SOURCE DATA
· · · · ·

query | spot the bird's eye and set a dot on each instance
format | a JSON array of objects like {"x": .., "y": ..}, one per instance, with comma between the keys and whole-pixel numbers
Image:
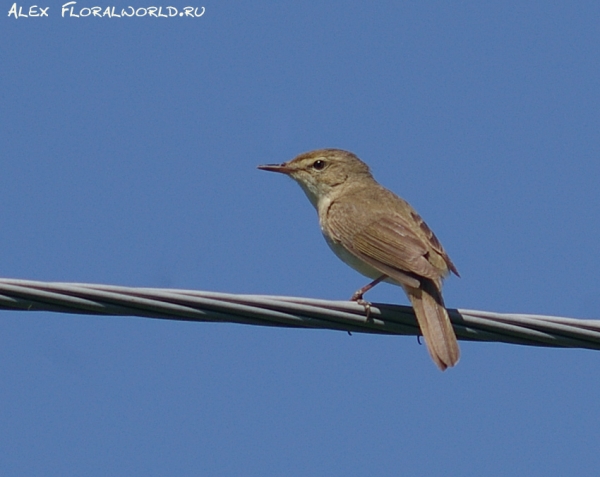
[{"x": 318, "y": 165}]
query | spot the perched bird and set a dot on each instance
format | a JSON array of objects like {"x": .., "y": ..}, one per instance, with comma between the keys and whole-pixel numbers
[{"x": 380, "y": 235}]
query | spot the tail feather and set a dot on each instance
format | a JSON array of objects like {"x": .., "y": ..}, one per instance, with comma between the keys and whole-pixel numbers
[{"x": 435, "y": 324}]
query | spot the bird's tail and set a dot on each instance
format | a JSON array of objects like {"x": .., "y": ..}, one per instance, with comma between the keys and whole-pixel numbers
[{"x": 434, "y": 322}]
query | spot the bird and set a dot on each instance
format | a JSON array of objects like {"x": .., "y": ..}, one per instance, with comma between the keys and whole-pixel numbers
[{"x": 381, "y": 236}]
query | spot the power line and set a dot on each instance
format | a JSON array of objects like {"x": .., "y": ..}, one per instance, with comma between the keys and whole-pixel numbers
[{"x": 264, "y": 310}]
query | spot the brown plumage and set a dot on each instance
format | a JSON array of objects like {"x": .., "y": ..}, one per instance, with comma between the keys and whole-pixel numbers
[{"x": 379, "y": 234}]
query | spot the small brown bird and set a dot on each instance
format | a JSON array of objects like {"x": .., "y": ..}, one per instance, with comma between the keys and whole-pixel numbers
[{"x": 380, "y": 235}]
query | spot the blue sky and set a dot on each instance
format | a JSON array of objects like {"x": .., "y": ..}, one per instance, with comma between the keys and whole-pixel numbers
[{"x": 129, "y": 152}]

· · · · ·

CHALLENGE
Arrange all the records above as a two-column CSV with the headers "instruction" and "output", one row per record, holding its text and its answer. Put each in its own quoted field with line breaks turned into spaces, and leave the pictures out.

FINISHED ANSWER
instruction,output
"query | spot the bird's eye and set a dot on each instance format | a JSON array of objects like {""x"": .., ""y"": ..}, one per instance, with comma between the keys and whole-pixel numbers Image:","[{""x"": 318, ""y"": 165}]"
"query | spot the perched bird and set a dot on each instance format | a JSON array of objects like {""x"": .., ""y"": ..}, one per instance, with comma between the keys and whole-pixel numbers","[{""x"": 380, ""y"": 235}]"
"query | spot the tail feather and set a dot on each instance format | a JSON array of objects like {""x"": .., ""y"": ..}, one per instance, with comma between the keys and whole-pixel numbers","[{""x"": 435, ""y"": 324}]"
"query | spot the bird's tail and set a dot on each instance format | a JSON array of objects like {""x"": .., ""y"": ..}, one per instance, with comma between the keys and whole-pixel numbers","[{""x"": 434, ""y"": 322}]"
"query | spot the bird and set a dot on each instance format | a JSON array of objects like {""x"": .., ""y"": ..}, one per instance, with comma between the keys and whole-pixel numbers","[{""x"": 381, ""y"": 236}]"
"query | spot the power line and set a dot on each instance format | a JSON array of objects like {""x"": .., ""y"": ..}, one per instance, with comma between the keys and whole-pixel numbers","[{""x"": 264, ""y"": 310}]"
"query | spot the brown plumage and set a dot on each instance format | a JSON array of objects like {""x"": .., ""y"": ..}, one per instance, with comma between the keys and whole-pixel numbers","[{""x"": 379, ""y"": 234}]"
"query | spot the small brown bird and set a dot on each instance format | a JSON array of objects like {""x"": .., ""y"": ..}, one per instance, with comma between the keys and whole-pixel numbers","[{""x"": 380, ""y"": 235}]"
"query | spot the blue sky and set a dot on each instance format | a JSON array of objects like {""x"": .., ""y"": ..}, one per instance, with comma between the keys and whole-pixel numbers","[{""x"": 129, ""y"": 152}]"